■ Objective: Pull out every line of the rows below that contains the string "woman", matching case exactly.

--- BEGIN Supplied information ---

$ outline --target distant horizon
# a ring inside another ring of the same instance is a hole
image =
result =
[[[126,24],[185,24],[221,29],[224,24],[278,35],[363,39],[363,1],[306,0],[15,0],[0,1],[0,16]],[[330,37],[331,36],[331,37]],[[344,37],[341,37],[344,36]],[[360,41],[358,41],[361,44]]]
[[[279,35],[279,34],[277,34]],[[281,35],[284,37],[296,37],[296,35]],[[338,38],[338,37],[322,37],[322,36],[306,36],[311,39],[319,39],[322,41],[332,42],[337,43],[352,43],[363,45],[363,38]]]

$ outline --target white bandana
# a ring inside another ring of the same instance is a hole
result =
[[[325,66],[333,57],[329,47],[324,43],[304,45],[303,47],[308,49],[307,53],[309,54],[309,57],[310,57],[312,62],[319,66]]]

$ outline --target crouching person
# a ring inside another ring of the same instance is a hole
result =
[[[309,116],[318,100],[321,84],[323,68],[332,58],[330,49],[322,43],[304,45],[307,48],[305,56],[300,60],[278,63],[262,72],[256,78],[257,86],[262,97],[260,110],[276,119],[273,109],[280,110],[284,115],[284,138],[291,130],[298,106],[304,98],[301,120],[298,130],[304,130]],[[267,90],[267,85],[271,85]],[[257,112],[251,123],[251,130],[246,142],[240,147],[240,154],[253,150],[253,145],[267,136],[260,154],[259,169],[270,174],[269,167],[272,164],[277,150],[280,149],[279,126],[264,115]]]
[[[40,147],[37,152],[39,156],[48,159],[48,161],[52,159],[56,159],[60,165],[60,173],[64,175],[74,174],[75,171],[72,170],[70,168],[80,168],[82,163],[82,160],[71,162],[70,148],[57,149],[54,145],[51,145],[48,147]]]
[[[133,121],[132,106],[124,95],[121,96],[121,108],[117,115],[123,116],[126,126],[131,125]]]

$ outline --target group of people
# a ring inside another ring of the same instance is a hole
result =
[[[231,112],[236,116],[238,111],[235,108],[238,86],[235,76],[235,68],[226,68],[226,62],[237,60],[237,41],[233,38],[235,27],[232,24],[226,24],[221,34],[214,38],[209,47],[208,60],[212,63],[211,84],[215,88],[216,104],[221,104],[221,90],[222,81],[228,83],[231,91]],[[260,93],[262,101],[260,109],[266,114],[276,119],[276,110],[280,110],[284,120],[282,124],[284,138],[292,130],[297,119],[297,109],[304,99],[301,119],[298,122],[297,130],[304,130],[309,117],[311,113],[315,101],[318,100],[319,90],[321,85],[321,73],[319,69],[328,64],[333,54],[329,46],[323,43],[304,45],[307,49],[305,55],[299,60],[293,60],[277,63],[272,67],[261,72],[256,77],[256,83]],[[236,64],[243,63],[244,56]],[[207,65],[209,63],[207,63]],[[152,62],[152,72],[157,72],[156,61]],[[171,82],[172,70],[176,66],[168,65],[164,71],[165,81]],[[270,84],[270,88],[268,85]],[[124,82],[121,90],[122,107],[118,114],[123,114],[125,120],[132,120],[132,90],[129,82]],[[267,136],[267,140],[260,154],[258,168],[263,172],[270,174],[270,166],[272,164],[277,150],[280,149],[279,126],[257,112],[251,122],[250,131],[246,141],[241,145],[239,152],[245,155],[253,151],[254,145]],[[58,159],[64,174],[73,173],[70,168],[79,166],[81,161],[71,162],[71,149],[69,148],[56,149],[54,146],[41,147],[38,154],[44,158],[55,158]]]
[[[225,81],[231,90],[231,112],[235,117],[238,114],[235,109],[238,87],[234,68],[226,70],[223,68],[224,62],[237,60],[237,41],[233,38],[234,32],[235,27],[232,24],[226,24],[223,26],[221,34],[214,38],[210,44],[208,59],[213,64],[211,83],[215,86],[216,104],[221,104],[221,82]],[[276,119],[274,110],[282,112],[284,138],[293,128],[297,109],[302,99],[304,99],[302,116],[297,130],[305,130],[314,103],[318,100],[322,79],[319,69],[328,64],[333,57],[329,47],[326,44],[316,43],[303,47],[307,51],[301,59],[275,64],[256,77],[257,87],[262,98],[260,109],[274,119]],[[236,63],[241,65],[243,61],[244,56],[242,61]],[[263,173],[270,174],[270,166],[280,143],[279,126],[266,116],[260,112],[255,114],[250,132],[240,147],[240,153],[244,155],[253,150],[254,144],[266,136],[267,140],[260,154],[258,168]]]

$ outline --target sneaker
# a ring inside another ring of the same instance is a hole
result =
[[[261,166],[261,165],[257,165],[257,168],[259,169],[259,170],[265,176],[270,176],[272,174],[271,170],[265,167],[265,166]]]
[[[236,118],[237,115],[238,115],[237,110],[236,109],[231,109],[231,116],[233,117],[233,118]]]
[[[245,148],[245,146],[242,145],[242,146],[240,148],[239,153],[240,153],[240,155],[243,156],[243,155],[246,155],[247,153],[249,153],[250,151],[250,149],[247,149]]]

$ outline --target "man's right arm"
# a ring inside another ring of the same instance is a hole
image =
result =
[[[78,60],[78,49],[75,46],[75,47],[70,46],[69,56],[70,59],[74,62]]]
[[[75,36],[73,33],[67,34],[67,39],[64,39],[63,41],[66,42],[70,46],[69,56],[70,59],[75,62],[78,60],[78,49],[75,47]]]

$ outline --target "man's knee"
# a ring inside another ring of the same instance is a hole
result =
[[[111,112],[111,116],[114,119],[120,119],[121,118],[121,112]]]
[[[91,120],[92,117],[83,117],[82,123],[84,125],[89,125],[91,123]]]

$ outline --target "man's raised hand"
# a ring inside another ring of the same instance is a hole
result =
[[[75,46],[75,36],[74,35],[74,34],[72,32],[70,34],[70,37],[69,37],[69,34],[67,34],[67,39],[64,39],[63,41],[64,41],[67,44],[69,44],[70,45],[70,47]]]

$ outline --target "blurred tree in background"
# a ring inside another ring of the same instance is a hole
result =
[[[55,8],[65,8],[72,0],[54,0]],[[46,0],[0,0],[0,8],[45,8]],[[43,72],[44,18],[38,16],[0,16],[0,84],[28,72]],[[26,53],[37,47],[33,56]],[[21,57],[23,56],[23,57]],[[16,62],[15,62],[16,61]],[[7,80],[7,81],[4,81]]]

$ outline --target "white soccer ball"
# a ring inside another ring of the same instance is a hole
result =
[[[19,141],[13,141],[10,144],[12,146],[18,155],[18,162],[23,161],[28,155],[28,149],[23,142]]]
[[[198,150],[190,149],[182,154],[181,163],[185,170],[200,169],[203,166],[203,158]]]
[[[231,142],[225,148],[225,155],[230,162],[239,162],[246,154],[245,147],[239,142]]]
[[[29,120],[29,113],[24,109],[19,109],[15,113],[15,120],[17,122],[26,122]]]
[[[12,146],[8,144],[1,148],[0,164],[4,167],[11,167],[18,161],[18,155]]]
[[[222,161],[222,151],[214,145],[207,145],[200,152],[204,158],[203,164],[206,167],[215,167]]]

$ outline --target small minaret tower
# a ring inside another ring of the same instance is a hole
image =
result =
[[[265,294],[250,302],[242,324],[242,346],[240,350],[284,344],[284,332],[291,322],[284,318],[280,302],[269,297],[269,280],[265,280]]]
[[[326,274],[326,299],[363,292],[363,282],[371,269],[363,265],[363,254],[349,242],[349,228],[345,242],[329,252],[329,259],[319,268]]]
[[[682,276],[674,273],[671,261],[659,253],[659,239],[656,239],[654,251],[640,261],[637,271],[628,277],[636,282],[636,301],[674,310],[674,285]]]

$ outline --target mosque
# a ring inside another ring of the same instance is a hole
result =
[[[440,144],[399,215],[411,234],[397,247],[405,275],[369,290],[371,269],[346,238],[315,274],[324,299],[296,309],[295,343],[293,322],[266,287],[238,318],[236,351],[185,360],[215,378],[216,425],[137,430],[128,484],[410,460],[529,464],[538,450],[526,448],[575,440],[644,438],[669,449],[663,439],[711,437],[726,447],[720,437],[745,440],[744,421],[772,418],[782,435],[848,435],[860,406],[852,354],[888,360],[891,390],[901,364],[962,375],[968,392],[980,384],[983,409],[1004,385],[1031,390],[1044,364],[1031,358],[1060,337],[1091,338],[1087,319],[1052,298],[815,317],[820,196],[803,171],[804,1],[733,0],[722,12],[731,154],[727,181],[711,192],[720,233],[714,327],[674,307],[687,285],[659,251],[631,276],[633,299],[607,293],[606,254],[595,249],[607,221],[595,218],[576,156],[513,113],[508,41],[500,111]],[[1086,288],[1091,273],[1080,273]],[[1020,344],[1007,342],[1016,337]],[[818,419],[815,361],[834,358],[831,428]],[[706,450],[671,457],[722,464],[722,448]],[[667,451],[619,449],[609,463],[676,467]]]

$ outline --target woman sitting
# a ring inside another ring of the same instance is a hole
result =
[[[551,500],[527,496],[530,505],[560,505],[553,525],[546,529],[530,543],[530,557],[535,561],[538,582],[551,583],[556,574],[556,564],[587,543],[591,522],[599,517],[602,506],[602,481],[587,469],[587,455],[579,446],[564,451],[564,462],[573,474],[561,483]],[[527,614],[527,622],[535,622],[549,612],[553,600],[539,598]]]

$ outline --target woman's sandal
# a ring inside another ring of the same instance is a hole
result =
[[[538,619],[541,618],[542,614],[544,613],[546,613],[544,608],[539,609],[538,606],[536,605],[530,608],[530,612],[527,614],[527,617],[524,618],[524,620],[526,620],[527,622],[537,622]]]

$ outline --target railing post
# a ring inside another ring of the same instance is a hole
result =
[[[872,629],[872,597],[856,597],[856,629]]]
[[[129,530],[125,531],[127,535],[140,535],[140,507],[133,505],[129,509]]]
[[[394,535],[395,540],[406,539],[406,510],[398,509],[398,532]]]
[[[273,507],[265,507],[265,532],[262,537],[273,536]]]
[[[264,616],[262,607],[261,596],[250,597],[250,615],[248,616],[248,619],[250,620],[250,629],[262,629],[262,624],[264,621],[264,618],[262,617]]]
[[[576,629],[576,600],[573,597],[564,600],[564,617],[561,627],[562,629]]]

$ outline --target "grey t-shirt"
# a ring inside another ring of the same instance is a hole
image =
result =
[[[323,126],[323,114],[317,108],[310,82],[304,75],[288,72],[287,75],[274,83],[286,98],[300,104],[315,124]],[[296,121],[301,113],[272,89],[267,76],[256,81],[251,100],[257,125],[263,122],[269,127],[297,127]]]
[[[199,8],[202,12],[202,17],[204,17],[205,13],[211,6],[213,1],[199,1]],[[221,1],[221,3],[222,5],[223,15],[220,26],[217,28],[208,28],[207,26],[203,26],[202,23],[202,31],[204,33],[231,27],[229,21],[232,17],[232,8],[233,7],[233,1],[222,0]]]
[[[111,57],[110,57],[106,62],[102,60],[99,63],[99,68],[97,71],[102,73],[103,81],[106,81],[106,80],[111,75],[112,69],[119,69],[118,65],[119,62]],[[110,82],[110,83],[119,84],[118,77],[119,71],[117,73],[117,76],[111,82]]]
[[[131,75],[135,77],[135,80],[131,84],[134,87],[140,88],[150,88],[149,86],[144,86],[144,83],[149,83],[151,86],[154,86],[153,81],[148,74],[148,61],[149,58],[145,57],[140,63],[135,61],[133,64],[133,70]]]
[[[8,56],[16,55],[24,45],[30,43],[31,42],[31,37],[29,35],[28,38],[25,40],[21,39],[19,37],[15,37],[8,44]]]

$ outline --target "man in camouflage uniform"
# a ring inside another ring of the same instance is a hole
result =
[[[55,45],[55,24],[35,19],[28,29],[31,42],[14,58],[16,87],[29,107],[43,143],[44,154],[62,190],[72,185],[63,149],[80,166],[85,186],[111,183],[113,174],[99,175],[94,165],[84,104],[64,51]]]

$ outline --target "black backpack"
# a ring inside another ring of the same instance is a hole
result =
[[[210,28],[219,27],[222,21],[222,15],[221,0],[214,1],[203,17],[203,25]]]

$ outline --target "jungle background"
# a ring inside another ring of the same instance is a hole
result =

--- END Supplied information ---

■ Answer to this exercise:
$ outline --target woman sitting
$ outline --target woman's sandal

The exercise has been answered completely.